Instructions to follow: Select each line in the records below that contains the word "hand".

---

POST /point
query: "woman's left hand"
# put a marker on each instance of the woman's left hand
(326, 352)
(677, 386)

---

Written reply:
query: "woman's left hand"
# put a marker on each instance of the woman's left hand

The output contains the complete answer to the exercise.